= Предоставленный текст =
На следующий день, 5 сентября, состоялось грандиозное собрание научных работников университета. Присутствовало более тысячи человек. Профессорам торжественно вручали университетские значки, работали кинокамеры[1363], программную речь держал А. А. Вознесенский. Обстановка была накалена, и не только из-за теплой погоды (стоял сухой, безоблачный осенний день, было около 20℃)[1364], но и из-за происходящего.
Сперва прошла торжественная часть, о которой новостная лента ЛенТАСС сообщала:
«5 сентября в Ленинградском университете состоялось вручение нагрудных университетских знаков, утвержденных Указом Президиума Верховного Совета СССР. Знаки были вручены группе лиц, окончивших Университет в период с 1918 по 1946 год.
Первыми получают университетский знак декан филологического факультета проф[ессор] М. П. Алексеев, ректор университета проф[ессор] А. А. Вознесенский, проректор по научной работе проф[ессор] С. В. Калесник, декан механико-математического факультета проф[ессор] К. Ф. Огородников, астроном проф[ессор] В. В. Шаронов и другие.
Затем знаки были вручены группе бывших студентов, окончивших университет в этом году.
Проф[ессор] Алексеев и аспирант Волынкин в своих выступлениях подчеркнули значение университетского знака, как символа непрерывного совершенствования знаний людьми, окончившими советские университеты»[1365].
В данном мероприятии опять профессора филологического факультета оказываются выделены на общем фоне: первым, кому был вручен знак, стал декан профессор М. П. Алексеев, но, кроме того, ректор получил знак из рук еще одного приближенного к нему профессора – будущего академика В. В. Виноградова[1366].

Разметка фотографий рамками
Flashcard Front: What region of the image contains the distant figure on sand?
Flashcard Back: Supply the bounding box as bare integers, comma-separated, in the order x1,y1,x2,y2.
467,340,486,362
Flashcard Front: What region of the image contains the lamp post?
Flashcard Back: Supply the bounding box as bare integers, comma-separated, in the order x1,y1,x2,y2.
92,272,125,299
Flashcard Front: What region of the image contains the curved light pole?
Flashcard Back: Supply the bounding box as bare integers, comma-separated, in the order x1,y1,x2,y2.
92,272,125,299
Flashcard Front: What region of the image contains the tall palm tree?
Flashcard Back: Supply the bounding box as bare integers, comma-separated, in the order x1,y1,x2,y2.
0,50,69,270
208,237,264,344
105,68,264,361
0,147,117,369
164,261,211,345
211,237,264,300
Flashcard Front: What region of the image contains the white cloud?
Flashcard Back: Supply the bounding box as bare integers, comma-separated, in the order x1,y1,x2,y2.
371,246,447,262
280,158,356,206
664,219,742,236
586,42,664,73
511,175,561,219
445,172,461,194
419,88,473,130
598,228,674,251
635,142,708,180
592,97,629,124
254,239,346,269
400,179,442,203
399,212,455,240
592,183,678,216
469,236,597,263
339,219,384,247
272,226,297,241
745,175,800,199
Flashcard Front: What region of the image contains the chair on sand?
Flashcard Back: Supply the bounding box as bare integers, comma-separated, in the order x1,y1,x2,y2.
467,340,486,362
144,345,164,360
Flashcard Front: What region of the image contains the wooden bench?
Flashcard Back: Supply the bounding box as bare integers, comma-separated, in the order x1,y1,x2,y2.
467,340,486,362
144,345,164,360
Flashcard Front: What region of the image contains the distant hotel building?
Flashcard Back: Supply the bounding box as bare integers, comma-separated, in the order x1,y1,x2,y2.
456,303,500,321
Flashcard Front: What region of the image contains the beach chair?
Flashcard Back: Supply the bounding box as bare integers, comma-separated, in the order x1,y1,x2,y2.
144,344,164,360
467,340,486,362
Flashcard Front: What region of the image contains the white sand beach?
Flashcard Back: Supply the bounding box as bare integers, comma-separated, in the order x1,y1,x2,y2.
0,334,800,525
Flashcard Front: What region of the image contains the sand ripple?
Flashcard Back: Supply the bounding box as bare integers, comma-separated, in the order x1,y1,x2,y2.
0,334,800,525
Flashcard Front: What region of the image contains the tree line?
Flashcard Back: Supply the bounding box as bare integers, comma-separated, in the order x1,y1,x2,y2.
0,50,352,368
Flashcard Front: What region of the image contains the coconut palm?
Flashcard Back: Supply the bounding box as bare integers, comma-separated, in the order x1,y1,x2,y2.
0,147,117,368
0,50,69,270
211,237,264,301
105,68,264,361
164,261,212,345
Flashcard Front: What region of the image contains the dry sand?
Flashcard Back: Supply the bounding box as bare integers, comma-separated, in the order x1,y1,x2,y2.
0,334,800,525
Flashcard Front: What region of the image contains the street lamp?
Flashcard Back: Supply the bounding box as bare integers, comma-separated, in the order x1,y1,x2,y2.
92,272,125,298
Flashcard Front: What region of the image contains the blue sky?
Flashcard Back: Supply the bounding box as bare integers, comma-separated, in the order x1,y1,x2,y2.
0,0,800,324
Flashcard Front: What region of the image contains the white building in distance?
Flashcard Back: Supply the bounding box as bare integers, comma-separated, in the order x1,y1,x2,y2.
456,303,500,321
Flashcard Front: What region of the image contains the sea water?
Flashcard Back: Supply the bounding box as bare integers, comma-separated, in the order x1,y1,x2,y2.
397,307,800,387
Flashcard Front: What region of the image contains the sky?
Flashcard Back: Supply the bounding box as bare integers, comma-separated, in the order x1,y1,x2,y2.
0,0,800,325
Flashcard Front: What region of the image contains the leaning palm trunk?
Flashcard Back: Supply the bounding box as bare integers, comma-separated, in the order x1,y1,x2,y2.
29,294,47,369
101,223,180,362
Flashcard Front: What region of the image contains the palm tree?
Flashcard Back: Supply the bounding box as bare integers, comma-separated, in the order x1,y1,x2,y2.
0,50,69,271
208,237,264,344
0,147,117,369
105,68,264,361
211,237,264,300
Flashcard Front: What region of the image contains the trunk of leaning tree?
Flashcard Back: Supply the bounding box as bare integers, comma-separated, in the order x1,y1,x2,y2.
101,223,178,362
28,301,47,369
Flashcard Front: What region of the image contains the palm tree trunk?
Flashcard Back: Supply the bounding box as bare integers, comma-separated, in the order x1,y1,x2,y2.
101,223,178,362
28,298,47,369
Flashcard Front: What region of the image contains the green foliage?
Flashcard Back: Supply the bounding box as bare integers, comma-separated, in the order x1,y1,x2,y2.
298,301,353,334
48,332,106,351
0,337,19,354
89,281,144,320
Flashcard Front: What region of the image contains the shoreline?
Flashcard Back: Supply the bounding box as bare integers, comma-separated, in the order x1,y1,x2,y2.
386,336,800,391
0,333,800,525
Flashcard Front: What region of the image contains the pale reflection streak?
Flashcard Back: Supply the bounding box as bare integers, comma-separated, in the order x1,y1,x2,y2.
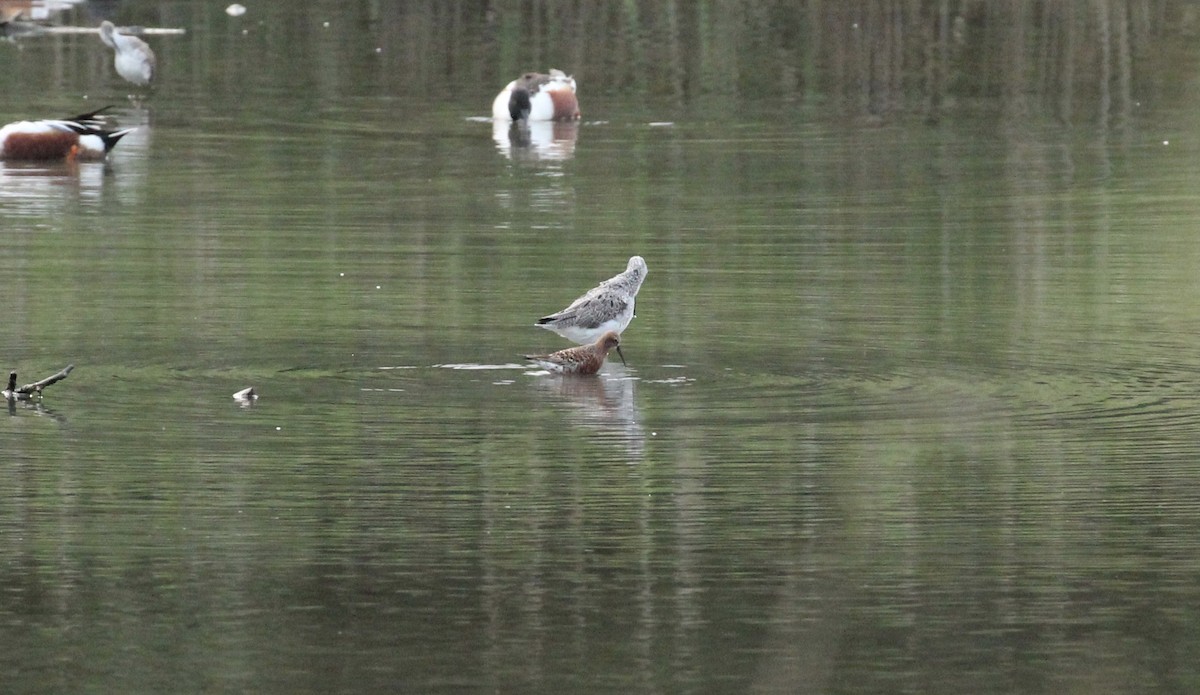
492,120,580,162
0,162,109,216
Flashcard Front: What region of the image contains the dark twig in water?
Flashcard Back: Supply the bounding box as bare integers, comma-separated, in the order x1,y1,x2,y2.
4,365,74,401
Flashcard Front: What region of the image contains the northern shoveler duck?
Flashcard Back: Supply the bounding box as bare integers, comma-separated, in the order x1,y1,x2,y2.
0,106,137,161
524,330,625,375
100,19,156,86
492,70,580,121
535,256,648,345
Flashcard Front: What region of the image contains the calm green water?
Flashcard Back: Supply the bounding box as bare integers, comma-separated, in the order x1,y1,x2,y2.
0,2,1200,693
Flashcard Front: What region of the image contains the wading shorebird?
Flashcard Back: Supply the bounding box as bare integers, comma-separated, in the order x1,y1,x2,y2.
524,330,625,375
535,256,647,345
0,106,137,162
492,70,580,121
100,19,156,86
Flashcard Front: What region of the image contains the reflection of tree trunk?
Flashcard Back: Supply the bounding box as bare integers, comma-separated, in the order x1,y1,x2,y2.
1051,2,1079,121
1112,0,1133,125
1093,0,1112,127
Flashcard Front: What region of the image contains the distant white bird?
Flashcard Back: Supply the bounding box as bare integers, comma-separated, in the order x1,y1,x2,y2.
100,19,157,86
492,70,580,121
536,256,647,344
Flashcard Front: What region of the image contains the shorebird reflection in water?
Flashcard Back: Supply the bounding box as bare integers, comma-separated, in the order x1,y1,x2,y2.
536,256,648,344
526,331,625,375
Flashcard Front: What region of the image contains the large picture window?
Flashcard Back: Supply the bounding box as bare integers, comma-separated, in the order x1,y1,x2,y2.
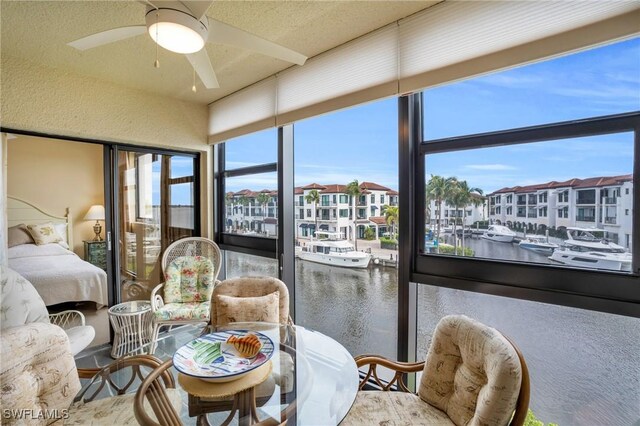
411,38,640,314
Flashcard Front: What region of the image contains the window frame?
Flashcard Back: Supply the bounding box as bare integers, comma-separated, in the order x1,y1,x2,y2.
412,102,640,317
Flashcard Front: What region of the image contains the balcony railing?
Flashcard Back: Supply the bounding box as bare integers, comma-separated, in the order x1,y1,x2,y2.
576,197,596,204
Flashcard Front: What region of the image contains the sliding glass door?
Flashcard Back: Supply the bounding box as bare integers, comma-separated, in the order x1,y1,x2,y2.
111,148,199,302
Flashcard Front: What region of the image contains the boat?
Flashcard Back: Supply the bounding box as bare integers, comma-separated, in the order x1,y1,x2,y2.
297,231,371,268
549,227,631,272
518,235,560,254
482,225,516,243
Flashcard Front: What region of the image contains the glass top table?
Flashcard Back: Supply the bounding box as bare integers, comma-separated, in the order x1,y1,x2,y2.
75,322,359,425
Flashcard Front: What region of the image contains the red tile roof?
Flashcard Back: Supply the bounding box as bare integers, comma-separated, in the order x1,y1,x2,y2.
369,216,387,225
360,182,391,191
320,185,347,194
302,183,325,189
487,175,633,195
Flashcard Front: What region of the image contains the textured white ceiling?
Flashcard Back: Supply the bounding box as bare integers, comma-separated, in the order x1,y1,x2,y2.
0,0,437,103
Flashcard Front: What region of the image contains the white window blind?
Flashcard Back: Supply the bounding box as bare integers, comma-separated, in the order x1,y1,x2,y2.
399,1,640,93
209,1,640,142
277,23,398,125
209,77,276,142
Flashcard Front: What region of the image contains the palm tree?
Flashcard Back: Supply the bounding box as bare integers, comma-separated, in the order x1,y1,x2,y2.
346,179,362,251
256,192,271,233
382,204,398,239
448,180,482,256
238,195,249,229
426,175,454,246
304,189,320,240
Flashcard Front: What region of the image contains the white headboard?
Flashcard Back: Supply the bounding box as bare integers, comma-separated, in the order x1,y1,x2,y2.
7,195,73,246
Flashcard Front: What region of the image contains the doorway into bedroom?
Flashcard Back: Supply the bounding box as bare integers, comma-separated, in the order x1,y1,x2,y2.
112,147,200,302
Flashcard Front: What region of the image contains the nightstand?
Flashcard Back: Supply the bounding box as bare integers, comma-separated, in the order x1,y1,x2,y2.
84,241,107,271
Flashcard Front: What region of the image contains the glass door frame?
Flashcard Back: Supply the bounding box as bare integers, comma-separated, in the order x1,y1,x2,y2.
104,144,201,306
213,124,295,321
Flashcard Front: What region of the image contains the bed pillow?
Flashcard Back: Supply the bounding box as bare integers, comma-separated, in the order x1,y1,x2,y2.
27,222,62,246
214,291,280,325
53,223,69,250
7,223,35,247
0,267,49,329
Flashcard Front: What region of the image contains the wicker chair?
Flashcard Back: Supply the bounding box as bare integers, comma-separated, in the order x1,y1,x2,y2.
64,355,182,425
49,310,96,356
150,237,222,354
341,315,529,426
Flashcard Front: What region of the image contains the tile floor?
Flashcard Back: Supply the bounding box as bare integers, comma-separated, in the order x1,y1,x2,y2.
76,325,237,425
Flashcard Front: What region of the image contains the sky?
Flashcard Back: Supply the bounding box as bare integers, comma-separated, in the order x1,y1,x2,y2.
221,38,640,193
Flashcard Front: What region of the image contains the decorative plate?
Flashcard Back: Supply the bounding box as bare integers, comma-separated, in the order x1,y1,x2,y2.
173,330,274,383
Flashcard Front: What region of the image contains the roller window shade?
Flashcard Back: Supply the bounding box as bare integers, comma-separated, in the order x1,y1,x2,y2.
277,23,398,125
209,1,640,141
209,77,276,143
399,1,638,90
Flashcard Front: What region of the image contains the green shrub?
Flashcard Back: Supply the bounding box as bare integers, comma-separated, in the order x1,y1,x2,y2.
524,410,558,426
380,237,398,250
439,244,476,257
364,226,376,241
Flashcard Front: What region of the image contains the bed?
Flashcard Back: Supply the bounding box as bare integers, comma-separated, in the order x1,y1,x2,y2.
7,196,108,309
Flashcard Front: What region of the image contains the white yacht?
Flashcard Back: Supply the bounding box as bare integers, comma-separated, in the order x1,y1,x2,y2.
296,231,371,268
549,227,631,272
482,225,516,243
518,235,560,254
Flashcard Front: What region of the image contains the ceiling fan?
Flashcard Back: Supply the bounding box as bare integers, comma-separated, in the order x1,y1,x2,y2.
67,0,307,91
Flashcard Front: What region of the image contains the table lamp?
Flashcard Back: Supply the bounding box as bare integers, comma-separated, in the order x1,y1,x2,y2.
84,204,104,241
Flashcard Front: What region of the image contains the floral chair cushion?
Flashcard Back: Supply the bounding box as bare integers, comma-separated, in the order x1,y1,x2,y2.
164,256,215,304
154,301,211,322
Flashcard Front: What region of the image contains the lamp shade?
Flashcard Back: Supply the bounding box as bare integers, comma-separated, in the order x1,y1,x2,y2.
84,204,104,220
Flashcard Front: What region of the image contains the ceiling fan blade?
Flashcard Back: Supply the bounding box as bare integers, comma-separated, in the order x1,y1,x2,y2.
182,0,213,22
209,18,307,65
186,48,220,89
67,25,147,50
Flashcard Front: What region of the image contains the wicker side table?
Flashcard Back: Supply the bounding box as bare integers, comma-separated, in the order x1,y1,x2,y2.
109,300,153,358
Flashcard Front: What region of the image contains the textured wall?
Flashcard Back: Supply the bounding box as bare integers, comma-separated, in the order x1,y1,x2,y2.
7,136,105,257
0,55,208,150
0,55,212,236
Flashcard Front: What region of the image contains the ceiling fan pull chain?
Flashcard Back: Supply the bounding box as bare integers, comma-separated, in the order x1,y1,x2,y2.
153,8,160,68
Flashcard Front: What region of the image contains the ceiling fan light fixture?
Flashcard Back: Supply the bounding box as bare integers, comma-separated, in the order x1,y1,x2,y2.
146,9,208,53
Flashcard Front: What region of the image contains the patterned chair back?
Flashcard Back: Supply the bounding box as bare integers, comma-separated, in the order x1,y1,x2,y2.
164,256,217,303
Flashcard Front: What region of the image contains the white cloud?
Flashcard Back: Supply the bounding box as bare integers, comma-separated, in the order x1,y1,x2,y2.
464,164,518,171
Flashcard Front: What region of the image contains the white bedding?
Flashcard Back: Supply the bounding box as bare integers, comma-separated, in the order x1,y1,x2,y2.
9,244,108,308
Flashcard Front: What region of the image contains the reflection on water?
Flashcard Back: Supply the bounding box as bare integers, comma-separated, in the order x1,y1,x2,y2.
227,252,640,426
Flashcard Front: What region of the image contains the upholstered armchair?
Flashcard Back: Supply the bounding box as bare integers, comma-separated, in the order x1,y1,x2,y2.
150,237,222,353
181,276,294,424
0,322,80,425
0,268,96,356
342,315,529,426
211,277,292,326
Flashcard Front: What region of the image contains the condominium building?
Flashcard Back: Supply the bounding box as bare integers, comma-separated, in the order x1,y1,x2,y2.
225,189,278,236
488,175,633,248
225,182,398,239
295,182,398,239
426,193,487,230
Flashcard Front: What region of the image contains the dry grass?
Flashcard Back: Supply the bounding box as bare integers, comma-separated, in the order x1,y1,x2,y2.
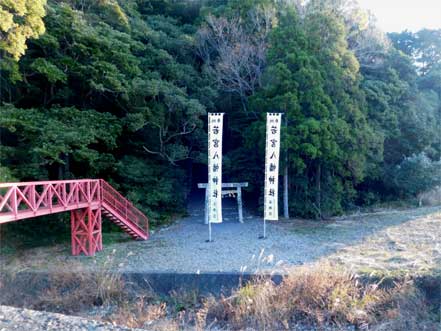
418,186,441,206
199,265,435,330
0,252,128,313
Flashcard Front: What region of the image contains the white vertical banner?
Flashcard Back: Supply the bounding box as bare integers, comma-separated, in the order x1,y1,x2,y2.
207,113,224,223
264,113,282,221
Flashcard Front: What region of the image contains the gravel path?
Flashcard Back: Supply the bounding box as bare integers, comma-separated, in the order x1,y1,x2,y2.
0,306,139,331
112,200,441,272
0,199,441,273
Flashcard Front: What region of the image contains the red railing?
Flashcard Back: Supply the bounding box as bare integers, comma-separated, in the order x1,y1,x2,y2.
0,179,149,236
100,179,149,234
0,179,101,224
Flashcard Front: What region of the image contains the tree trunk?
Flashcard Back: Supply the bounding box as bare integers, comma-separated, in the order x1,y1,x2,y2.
315,163,322,219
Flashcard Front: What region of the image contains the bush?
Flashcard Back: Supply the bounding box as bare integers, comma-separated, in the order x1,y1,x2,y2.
392,153,441,197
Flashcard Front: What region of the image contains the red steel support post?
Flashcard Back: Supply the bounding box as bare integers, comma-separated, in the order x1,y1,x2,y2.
70,207,103,256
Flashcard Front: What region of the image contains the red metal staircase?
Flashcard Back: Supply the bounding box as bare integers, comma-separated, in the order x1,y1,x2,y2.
0,179,149,255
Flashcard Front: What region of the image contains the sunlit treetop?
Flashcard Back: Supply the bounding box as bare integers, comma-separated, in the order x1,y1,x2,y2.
0,0,46,60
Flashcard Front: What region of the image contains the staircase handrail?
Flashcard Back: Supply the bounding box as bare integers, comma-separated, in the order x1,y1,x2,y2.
100,179,149,235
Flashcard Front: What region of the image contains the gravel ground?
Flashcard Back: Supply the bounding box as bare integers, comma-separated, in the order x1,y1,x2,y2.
0,306,138,331
113,200,441,272
0,199,441,273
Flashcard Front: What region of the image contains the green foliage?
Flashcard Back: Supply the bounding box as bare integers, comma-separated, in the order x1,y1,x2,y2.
392,153,441,196
0,0,441,228
0,0,46,60
0,105,121,178
251,7,379,216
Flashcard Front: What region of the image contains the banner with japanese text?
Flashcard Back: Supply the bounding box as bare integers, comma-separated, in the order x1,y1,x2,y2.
264,113,282,221
208,113,224,223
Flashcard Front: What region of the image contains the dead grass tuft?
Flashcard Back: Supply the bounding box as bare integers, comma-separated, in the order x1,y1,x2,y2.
418,186,441,206
33,251,127,313
200,265,436,330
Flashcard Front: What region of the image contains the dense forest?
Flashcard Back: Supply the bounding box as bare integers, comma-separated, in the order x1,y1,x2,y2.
0,0,441,223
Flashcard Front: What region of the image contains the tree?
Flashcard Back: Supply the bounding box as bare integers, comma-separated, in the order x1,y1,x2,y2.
0,0,46,60
393,153,441,205
251,10,375,217
197,5,275,111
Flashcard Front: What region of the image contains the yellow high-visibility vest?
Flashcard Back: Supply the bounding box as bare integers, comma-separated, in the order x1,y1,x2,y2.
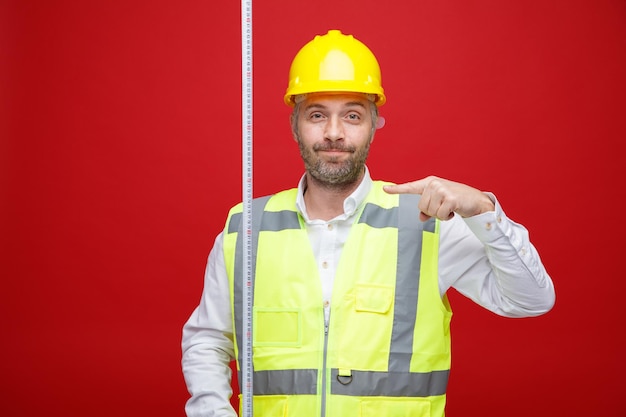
224,181,452,417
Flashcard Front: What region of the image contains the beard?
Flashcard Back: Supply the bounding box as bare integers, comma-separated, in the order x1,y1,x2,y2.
298,140,371,187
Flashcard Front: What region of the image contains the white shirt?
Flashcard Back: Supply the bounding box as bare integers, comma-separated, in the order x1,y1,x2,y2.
182,170,555,417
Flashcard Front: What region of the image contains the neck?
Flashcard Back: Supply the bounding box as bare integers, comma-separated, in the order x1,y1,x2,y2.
304,173,363,221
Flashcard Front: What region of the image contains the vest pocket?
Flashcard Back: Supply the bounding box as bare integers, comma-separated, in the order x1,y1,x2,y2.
253,307,302,347
359,398,430,417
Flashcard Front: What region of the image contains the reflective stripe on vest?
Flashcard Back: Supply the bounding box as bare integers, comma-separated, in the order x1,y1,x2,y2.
227,194,449,397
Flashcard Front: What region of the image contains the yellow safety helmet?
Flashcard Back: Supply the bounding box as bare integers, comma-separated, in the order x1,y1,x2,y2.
285,30,386,106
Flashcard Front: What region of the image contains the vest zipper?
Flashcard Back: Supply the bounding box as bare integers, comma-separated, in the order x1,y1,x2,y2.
321,310,330,417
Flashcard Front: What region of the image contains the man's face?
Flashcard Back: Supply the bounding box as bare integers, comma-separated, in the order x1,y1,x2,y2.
294,93,374,186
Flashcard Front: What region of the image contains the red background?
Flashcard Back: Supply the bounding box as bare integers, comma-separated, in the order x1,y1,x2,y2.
0,0,626,417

= Задания =
A. Каких профессоров в тексте о собрании 5 сентября сообщение ЛенТАСС называет первыми получившими университетский знак? Перечислите всех поименно.
B. Чем в тексте о собрании 5 сентября объясняется то, что профессора филологического факультета оказались выделены на общем фоне? Ответьте в одном–трех предложениях.
Эти записи взяты из другого источника.

= Ответы по заданиям =
A.
- М. П. Алексеев, декан филологического факультета
- А. А. Вознесенский, ректор университета
- С. В. Калесник, проректор по научной работе
- К. Ф. Огородников, декан механико-математического факультета
- В. В. Шаронов, астроном

B. Первым университетский знак получил декан филологического факультета профессор М. П. Алексеев. Кроме того, ректор получил знак из рук еще одного приближенного к нему профессора — будущего академика В. В. Виноградова.